Reading at AWP2018

I was beyond flattered to be a part of the Butler University MFA reading panel at AWP18, especially when it included such luminous writers and poets as Kaveh Akbar, Hanif Abdurraqib, and Doug Manuel.

I can’t say enough about the Butler MFA program in Creative Writing. One of the best decisions I’ve ever made and one that changed my life a thousand times for the better. (Not to mention all the amazing people and fellow writers I’ve met along the way!)

 

Winner of Redivider 2017 Beacon Street Prize in Nonfiction

I am absolutely thrilled to announce that my essay “I Plead the Blood” has been named as the winner of the Redivider 2017 Beacon Street Prize in Nonfiction judged by Ned Stuckey-French.

WORK REQUEST 1 | Copy the passage from the post, starting at "I was beyond" and ending at "by Ned Stuckey-French.".
WORK REQUEST 2 |
Decide whether each statement below agrees with the post, answering yes or no and quoting the deciding words:
(a) The essay "I Plead the Blood" was judged by Ned Stuckey-French.
(b) The Butler University reading panel took place at AWP 2017.
(c) Doug Manuel is named as one of the writers on the reading panel.

DATASET EXTRACT |
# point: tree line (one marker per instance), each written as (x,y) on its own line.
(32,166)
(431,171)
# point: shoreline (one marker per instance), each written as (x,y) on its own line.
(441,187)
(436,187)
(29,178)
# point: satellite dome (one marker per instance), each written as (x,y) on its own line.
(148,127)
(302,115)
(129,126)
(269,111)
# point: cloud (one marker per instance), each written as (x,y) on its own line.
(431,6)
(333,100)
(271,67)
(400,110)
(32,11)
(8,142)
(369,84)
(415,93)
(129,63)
==
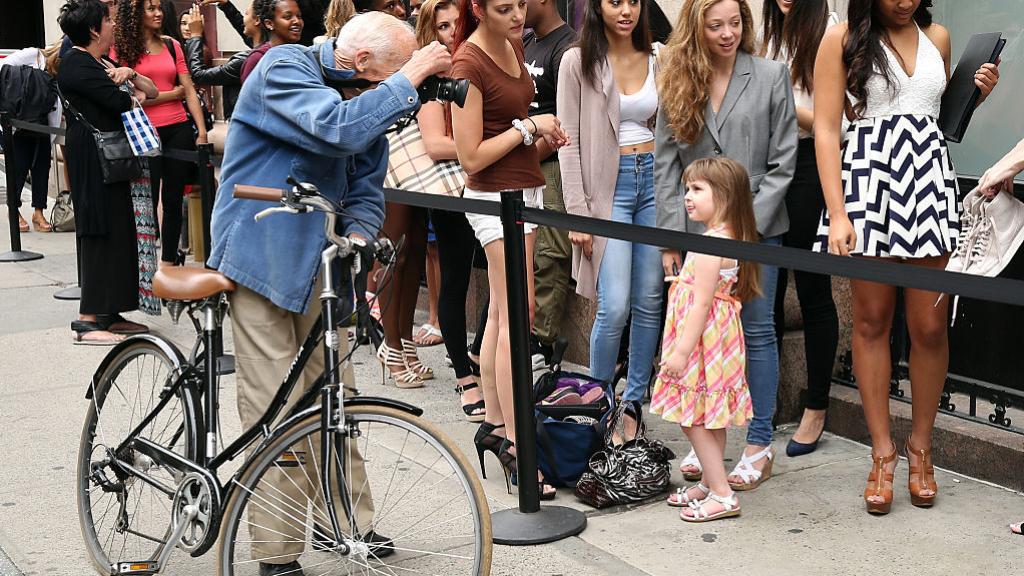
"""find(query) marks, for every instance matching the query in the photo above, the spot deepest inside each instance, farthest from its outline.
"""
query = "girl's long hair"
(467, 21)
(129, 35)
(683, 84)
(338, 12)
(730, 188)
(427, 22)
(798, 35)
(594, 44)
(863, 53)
==
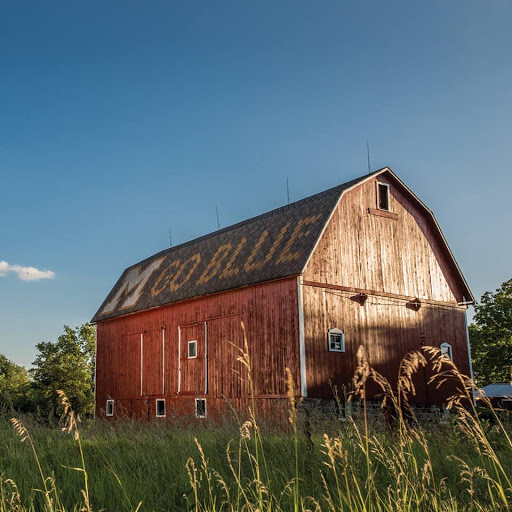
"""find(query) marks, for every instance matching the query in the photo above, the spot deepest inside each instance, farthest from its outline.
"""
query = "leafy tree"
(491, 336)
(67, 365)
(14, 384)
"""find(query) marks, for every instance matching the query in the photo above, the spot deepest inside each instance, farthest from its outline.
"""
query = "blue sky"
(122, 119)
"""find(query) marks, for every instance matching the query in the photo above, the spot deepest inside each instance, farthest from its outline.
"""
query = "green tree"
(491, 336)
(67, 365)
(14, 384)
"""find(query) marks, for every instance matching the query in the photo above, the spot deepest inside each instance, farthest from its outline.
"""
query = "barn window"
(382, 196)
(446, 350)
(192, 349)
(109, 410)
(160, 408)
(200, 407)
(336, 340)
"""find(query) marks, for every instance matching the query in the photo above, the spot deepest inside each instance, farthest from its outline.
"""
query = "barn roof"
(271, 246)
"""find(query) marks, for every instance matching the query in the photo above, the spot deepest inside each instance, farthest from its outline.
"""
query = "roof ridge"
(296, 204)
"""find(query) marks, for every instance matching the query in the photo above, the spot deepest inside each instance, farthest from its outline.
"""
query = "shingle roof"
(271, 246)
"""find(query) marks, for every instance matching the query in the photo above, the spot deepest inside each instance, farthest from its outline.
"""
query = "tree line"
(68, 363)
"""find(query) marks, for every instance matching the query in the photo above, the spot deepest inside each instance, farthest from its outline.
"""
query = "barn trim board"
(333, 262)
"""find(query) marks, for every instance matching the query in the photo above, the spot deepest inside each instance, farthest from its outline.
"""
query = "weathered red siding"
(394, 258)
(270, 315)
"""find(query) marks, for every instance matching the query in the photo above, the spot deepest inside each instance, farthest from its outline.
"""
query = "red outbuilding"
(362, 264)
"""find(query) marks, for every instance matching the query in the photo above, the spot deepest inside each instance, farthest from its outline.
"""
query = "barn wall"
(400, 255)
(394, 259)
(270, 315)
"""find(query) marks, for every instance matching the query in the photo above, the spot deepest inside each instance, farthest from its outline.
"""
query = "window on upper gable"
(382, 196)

ANSWER 1 |
I was beyond flattered to be a part of the Butler University MFA reading panel at AWP18, especially when it included such luminous writers and poets as Kaveh Akbar, Hanif Abdurraqib, and Doug Manuel.

I can’t say enough about the Butler MFA program in Creative Writing. One of the best decisions I’ve ever made and one that changed my life a thousand times for the better. (Not to mention all the amazing people and fellow writers I’ve met along the way!)

 

Winner of Redivider 2017 Beacon Street Prize in Nonfiction

I am absolutely thrilled to announce that my essay “I Plead the Blood” has been named as the winner of the Redivider 2017 Beacon Street Prize in Nonfiction judged by Ned Stuckey-French.

ANSWER 2 |
(a) Yes: "judged by Ned Stuckey-French"
(b) No: "the Butler University MFA reading panel at AWP18"
(c) Yes: "such luminous writers and poets as Kaveh Akbar, Hanif Abdurraqib, and Doug Manuel"